> [Exercise aim]: Scale the material from the line containing "In this photo, each instance of the tile" through the end, repeating every line with the requests included. Multiply each point coordinate by 1.1 and round it to a whole number, with halves rounding up.

---- Material shown

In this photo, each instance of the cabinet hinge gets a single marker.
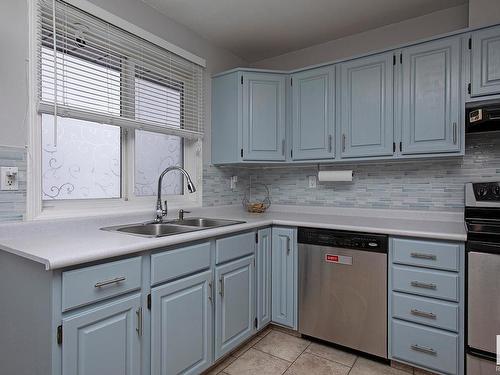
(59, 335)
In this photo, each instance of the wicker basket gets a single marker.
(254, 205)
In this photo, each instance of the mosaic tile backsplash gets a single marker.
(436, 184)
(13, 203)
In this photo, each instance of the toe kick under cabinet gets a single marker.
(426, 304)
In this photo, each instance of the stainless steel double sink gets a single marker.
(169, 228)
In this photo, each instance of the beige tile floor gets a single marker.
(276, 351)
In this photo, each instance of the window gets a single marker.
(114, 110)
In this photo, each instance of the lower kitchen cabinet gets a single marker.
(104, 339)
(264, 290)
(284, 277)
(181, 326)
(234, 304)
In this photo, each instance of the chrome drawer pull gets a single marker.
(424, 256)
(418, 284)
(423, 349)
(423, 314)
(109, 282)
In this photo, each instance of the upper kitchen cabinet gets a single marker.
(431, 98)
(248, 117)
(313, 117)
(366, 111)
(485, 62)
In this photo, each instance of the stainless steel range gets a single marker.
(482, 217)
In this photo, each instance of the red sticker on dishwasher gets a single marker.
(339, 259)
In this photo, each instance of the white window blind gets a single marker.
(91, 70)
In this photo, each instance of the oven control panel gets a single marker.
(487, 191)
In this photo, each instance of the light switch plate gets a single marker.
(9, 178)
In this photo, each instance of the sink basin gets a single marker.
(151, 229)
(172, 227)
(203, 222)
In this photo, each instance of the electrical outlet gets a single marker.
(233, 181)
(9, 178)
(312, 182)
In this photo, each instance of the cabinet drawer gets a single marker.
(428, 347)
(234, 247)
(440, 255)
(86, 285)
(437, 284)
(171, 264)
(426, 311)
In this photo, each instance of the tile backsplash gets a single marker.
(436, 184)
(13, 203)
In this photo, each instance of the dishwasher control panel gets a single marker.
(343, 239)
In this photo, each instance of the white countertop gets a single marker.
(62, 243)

--------

> [Result of this exercise]:
In this photo, each instance of the tile backsplash gets a single marker.
(480, 202)
(14, 223)
In this photo, each instance of the dishwasher control panel gets a single marker.
(377, 263)
In this photo, each instance of the white countertop gets a single marker.
(68, 267)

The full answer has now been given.